TASK TO CARRY OUT => Each line below from the one containing "Please identify where the pink" through the one containing "Please identify where the blurred pink" is to be given again exactly, and no line outside that span.

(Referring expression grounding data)
⁂
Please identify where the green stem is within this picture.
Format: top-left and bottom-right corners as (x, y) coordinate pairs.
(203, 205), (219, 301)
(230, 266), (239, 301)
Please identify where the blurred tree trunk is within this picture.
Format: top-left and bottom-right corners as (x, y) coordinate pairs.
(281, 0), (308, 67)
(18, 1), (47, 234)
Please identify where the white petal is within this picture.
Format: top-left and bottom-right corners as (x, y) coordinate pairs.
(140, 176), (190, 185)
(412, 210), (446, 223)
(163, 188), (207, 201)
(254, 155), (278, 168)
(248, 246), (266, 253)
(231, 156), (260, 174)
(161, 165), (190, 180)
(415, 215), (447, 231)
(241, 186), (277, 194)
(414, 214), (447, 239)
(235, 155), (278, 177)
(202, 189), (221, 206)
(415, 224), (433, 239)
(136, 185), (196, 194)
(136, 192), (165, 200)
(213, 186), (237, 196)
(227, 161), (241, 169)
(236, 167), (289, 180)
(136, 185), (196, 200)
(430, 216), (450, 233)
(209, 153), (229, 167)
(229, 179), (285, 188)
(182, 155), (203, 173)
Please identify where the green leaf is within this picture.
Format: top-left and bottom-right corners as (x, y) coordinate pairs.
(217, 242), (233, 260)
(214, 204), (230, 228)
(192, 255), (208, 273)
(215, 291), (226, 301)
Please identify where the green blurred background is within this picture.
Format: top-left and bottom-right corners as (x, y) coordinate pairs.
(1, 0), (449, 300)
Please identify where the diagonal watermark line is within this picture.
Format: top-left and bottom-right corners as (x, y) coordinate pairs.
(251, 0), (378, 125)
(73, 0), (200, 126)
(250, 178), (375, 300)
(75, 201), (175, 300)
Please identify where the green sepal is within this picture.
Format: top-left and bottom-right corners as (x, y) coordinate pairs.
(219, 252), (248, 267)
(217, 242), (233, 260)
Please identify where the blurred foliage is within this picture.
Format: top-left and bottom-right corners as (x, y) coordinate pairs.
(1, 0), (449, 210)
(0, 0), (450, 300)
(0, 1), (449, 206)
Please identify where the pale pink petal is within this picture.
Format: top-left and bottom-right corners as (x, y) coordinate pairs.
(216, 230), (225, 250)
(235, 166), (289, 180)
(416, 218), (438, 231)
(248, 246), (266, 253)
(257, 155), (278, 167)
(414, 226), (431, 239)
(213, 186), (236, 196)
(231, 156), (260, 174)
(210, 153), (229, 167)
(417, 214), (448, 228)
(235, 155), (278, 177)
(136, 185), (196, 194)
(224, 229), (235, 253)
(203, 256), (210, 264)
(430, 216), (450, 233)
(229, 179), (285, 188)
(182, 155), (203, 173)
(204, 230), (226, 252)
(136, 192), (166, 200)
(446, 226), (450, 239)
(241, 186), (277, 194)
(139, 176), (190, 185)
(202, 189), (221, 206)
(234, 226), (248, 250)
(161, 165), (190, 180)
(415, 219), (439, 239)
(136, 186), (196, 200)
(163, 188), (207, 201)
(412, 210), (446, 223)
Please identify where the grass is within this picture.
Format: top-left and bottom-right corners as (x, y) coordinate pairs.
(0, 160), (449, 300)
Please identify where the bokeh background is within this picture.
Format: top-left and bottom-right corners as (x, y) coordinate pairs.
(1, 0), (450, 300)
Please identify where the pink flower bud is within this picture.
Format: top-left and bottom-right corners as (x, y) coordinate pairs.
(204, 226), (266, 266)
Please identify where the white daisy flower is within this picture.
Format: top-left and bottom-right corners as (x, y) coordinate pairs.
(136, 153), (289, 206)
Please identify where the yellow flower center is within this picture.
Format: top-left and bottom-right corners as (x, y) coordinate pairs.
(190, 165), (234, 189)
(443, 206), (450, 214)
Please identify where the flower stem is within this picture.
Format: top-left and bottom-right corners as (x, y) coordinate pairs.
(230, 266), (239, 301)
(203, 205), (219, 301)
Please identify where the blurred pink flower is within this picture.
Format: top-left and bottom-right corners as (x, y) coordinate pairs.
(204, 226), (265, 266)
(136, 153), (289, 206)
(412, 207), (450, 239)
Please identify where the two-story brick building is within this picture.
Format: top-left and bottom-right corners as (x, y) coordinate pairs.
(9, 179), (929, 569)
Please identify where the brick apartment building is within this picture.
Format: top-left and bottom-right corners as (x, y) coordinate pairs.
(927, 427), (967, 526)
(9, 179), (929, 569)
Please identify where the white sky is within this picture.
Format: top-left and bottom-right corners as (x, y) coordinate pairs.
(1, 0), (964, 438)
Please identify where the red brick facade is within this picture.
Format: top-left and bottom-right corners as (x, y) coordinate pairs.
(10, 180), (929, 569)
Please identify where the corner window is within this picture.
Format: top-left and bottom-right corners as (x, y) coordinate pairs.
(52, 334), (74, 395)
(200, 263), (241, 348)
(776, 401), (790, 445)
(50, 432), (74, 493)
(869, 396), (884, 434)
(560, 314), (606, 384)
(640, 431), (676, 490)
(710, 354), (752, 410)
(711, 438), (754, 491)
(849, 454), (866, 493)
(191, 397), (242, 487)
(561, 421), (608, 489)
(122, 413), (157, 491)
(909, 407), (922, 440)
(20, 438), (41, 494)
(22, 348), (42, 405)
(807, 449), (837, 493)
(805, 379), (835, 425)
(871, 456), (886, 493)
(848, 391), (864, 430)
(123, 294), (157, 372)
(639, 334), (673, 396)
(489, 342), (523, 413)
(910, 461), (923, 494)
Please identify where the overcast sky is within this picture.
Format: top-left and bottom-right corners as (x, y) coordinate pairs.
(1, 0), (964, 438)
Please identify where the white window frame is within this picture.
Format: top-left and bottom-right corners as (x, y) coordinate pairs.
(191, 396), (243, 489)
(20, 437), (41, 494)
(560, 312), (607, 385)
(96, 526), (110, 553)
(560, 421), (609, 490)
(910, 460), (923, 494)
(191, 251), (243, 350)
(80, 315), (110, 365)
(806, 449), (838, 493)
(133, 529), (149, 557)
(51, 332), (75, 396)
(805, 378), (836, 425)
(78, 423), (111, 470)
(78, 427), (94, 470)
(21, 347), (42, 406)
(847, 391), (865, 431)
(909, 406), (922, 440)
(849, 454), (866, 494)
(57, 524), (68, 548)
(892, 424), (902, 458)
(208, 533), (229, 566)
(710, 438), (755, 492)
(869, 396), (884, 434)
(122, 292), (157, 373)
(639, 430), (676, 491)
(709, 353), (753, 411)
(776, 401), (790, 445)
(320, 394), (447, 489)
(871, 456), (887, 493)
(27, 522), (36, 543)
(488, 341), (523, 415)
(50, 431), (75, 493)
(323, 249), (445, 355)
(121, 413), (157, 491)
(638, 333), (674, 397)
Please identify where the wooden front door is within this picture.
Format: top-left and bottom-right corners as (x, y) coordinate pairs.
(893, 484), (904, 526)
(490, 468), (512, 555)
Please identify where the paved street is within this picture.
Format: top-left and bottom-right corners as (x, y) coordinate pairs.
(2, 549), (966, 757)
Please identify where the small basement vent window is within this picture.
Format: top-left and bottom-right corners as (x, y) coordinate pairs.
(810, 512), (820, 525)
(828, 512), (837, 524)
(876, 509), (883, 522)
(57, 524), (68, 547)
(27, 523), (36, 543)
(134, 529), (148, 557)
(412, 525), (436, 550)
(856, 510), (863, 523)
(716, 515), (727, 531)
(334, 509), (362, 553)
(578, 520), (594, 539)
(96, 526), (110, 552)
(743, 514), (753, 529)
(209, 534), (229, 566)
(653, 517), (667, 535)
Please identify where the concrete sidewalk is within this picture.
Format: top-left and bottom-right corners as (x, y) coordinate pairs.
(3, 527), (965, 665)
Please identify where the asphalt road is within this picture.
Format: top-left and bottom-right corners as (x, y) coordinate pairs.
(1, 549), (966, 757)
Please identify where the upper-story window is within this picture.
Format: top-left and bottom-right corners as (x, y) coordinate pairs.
⁂
RESULT FOR THIS EXERCISE =>
Please identify where the pink flower bud is within this picture.
Format: top-left and bottom-right corners as (x, y) coordinate pairs.
(204, 226), (266, 266)
Please identify where the white daisy flower is within this picture.
Format: top-left and bottom-right corners as (x, y) coordinate pairs.
(136, 153), (289, 206)
Please identify where the yellow flower center is within this picture.
Format: top-left and bottom-right corners as (x, y) coordinate pairs.
(190, 165), (234, 189)
(443, 206), (450, 214)
Please identify where the flower stem is within this picture.
Format: top-left and bottom-right corners as (x, y) coordinate pairs.
(230, 266), (239, 301)
(203, 205), (219, 301)
Please identify where the blurred pink flower is within this picture.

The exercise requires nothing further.